» **Text block**
— BEGIN —

# What's the meaning of Amfortas' wound in Parsifal?



## Itullian (Aug 27, 2011)

Thank you.............:tiphat:

It makes me have the willies for some reason.


----------



## Woodduck (Mar 17, 2014)

What are willies?


----------



## Pugg (Aug 8, 2014)

Woodduck said:


> What are willies?


http://williesgrillandicehouse.com/menu/


----------



## Barbebleu (May 17, 2015)

Woodduck said:


> What are willies?


See Puccini! xxxxxxx


----------



## amfortas (Jun 15, 2011)

*What's the meaning of Amfortas' wound in Parsifal?
*
All you had to do was ask.


----------



## Pugg (Aug 8, 2014)

amfortas said:


> *What's the meaning of Amfortas' wound in Parsifal?
> *
> All you had to do was ask.


Naughty...........


----------



## Woodduck (Mar 17, 2014)

amfortas said:


> *What's the meaning of Amfortas' wound in Parsifal?
> *
> All you had to do was ask.


That was in Chretien de Troyes' version of the story ("What ails thee, Uncle?"). In Wagner's version there's big mama Kundry to deal with.


----------



## amfortas (Jun 15, 2011)

Woodduck said:


> That was in Chretien de Troyes' version of the story ("What ails thee, Uncle?"). In Wagner's version there's big mama Kundry to deal with.

— END —

» **Directive 1**
Translate this sentence from the forum thread on Amfortas' wound into Spanish: "It makes me have the willies for some reason."
The forum thread and the entries have no connection to each other.

» **Entries from a labeling collection**
— BEGIN —

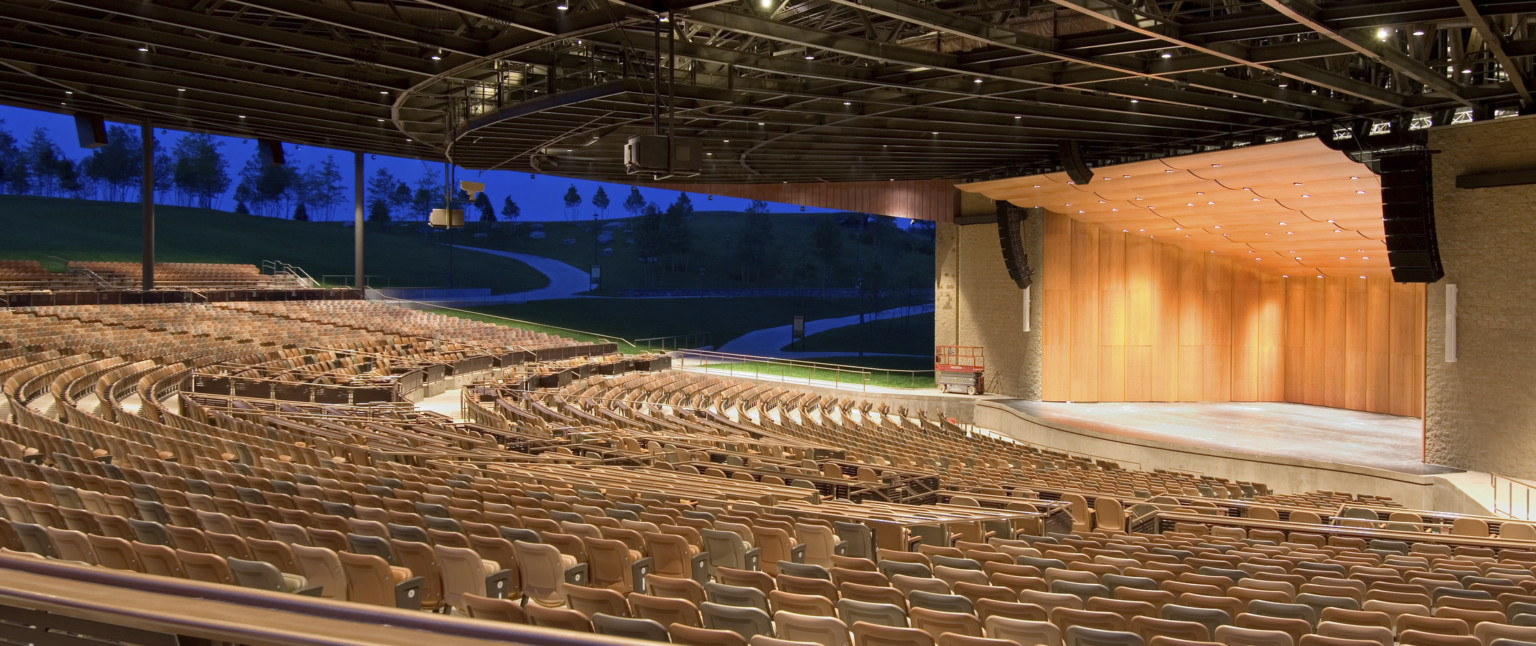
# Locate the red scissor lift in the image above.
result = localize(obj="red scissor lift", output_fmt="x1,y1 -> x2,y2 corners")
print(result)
934,345 -> 986,394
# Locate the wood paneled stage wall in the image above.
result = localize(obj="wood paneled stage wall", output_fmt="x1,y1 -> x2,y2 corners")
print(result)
1040,212 -> 1425,416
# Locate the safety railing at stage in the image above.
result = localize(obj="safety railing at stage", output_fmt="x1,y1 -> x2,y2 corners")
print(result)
1488,473 -> 1536,520
668,350 -> 934,391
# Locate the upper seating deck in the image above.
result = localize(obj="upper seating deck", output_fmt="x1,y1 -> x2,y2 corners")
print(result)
0,302 -> 1536,646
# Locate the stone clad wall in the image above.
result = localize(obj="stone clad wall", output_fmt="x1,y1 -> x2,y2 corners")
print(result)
1424,117 -> 1536,477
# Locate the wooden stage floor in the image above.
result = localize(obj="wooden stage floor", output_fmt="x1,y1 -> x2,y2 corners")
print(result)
997,399 -> 1461,474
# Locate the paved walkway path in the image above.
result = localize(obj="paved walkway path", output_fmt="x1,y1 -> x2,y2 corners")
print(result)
716,302 -> 934,359
439,244 -> 591,304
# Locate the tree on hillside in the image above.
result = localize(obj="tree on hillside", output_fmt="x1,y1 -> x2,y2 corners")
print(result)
23,127 -> 72,196
591,186 -> 610,218
389,181 -> 415,219
662,193 -> 693,272
170,128 -> 229,209
364,167 -> 399,222
561,184 -> 581,219
410,167 -> 442,218
736,201 -> 779,282
82,126 -> 144,201
624,186 -> 645,218
303,155 -> 349,219
233,155 -> 298,218
0,120 -> 31,195
475,190 -> 496,224
811,215 -> 843,266
501,195 -> 522,221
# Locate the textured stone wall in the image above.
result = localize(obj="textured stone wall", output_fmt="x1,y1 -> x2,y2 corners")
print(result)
934,203 -> 1044,400
1424,117 -> 1536,477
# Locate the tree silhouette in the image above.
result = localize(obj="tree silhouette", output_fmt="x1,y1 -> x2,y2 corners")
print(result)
561,184 -> 581,219
624,186 -> 645,218
475,190 -> 496,224
170,132 -> 229,209
591,186 -> 610,218
501,195 -> 522,219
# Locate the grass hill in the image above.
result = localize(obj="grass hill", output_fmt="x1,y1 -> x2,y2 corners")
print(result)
0,195 -> 548,292
414,210 -> 934,292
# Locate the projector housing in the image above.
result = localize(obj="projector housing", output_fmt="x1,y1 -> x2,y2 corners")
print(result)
624,135 -> 703,180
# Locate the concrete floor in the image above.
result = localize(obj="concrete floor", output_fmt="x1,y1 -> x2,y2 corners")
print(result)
1001,399 -> 1459,474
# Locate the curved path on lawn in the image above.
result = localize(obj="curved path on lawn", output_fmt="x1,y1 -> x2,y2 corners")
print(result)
716,302 -> 934,359
453,244 -> 591,304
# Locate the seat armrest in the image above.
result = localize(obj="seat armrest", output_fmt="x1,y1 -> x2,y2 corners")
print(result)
395,577 -> 427,611
790,545 -> 808,563
485,569 -> 511,598
688,552 -> 710,586
630,557 -> 651,594
565,563 -> 587,586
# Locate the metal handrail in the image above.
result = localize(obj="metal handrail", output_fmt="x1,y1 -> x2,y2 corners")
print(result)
670,350 -> 932,391
1488,473 -> 1536,520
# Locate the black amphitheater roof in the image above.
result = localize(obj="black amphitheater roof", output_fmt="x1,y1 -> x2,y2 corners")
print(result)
0,0 -> 1536,183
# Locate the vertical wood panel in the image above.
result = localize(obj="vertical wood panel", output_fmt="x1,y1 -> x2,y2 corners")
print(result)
1071,219 -> 1100,402
1040,213 -> 1072,402
1040,213 -> 1425,416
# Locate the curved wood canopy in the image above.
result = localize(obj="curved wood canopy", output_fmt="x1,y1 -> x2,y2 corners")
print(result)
958,138 -> 1392,278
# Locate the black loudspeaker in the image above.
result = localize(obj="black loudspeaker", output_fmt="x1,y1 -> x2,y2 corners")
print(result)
257,140 -> 287,166
1061,141 -> 1094,186
75,115 -> 106,149
997,201 -> 1034,288
1379,150 -> 1445,282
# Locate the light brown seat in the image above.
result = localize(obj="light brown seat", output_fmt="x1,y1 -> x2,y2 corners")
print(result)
852,621 -> 935,646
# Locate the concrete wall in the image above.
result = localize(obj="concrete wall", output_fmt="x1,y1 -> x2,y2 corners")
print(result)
934,193 -> 1044,400
1424,117 -> 1536,477
975,402 -> 1488,514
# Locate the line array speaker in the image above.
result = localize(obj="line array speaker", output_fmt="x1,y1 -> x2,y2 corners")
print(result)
1061,141 -> 1094,186
997,201 -> 1034,288
1379,150 -> 1445,282
257,140 -> 287,166
75,115 -> 106,149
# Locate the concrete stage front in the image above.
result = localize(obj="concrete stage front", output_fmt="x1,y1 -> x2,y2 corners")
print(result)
998,399 -> 1458,474
975,397 -> 1487,514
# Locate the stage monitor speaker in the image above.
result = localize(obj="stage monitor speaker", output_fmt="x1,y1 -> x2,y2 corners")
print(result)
1061,141 -> 1094,186
257,140 -> 287,166
427,209 -> 464,229
997,201 -> 1034,290
75,115 -> 106,149
1379,150 -> 1445,282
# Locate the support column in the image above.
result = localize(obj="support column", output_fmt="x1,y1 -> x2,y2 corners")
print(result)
138,120 -> 155,292
352,152 -> 366,290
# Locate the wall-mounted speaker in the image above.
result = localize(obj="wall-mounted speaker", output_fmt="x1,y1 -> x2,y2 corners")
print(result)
257,140 -> 287,166
997,201 -> 1034,288
1378,150 -> 1445,282
1061,141 -> 1094,186
75,115 -> 106,149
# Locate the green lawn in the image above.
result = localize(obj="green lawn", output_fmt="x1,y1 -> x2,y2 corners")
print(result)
438,204 -> 934,292
794,311 -> 934,354
454,298 -> 897,346
0,195 -> 548,292
697,358 -> 934,388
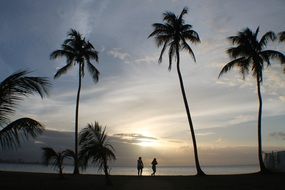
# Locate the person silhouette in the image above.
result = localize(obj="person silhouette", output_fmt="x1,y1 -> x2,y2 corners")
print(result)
137,157 -> 143,176
151,158 -> 157,176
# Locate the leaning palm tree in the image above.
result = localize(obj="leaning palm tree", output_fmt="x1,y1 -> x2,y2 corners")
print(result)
0,71 -> 50,149
148,7 -> 205,175
42,147 -> 74,177
79,122 -> 116,184
279,31 -> 285,42
219,27 -> 285,173
50,29 -> 99,174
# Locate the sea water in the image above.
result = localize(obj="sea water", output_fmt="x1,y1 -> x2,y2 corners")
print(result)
0,163 -> 259,176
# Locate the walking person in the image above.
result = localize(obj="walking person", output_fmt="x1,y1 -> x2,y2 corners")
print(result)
137,157 -> 143,176
151,158 -> 157,176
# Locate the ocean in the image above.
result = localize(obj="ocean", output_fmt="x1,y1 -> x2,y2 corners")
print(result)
0,163 -> 259,176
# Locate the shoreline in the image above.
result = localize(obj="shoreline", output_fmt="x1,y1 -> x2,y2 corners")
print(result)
0,171 -> 285,190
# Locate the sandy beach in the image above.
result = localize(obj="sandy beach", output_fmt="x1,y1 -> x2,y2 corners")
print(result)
0,172 -> 285,190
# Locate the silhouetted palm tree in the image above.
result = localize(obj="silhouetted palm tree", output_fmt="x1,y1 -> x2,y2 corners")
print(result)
219,27 -> 285,173
148,7 -> 205,175
42,147 -> 74,177
79,122 -> 116,184
0,71 -> 50,149
50,29 -> 99,174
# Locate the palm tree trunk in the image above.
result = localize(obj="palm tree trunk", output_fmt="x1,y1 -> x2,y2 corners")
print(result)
104,159 -> 111,185
176,48 -> 206,175
73,64 -> 82,174
256,77 -> 267,173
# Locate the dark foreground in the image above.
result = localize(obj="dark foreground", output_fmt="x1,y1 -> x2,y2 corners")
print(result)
0,172 -> 285,190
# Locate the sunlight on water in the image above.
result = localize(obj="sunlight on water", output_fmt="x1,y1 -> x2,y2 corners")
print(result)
0,163 -> 259,176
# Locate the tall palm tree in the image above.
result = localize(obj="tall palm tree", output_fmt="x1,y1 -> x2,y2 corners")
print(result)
50,29 -> 99,174
0,71 -> 50,149
219,27 -> 285,173
42,147 -> 74,177
279,31 -> 285,42
148,7 -> 205,175
79,122 -> 116,184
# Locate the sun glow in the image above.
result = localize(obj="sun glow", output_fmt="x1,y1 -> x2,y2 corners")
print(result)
137,139 -> 159,147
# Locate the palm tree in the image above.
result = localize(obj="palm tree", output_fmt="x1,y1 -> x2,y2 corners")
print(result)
0,71 -> 50,149
50,29 -> 99,174
219,27 -> 285,173
42,147 -> 74,177
79,122 -> 116,184
279,31 -> 285,42
148,7 -> 205,175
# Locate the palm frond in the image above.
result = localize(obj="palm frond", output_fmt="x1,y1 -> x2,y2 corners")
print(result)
87,61 -> 100,83
0,118 -> 44,149
182,40 -> 196,62
54,61 -> 73,79
259,31 -> 277,47
260,50 -> 285,64
79,122 -> 116,172
182,30 -> 201,43
178,7 -> 188,20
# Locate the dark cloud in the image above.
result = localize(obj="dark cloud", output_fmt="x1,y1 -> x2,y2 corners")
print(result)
270,131 -> 285,140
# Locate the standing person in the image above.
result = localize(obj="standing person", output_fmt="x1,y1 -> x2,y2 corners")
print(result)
151,158 -> 157,176
137,157 -> 143,176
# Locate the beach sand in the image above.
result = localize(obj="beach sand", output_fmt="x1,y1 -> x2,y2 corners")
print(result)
0,172 -> 285,190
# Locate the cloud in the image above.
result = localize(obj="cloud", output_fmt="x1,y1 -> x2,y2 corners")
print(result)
270,131 -> 285,140
196,132 -> 216,136
108,48 -> 130,63
112,133 -> 158,144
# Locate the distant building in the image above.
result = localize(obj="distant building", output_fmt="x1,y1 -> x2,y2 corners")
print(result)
264,151 -> 285,172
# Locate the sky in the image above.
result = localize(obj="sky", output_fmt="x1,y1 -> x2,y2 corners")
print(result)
0,0 -> 285,168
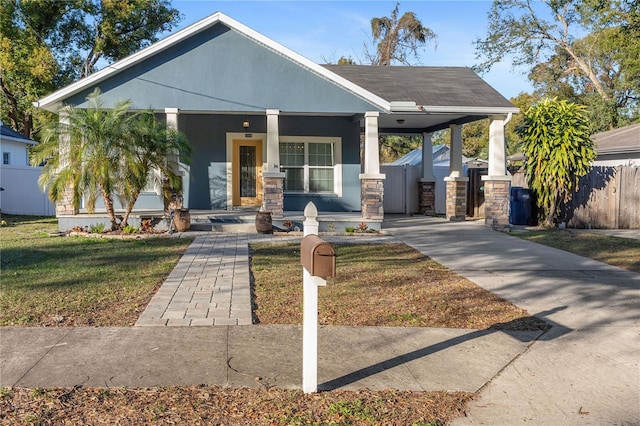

— END —

» **Directive 2**
From the entries, reproduce the line with "# Locate the upper" up to and including the line with "0,302 -> 1536,646".

» **Output 1**
Por alguna razón, me da escalofríos.

» **Output 2**
# Locate the upper seating deck in the image above.
result = localize(obj="upper seating deck", output_fmt="x1,y1 -> x2,y2 corners")
print(result)
0,302 -> 1536,646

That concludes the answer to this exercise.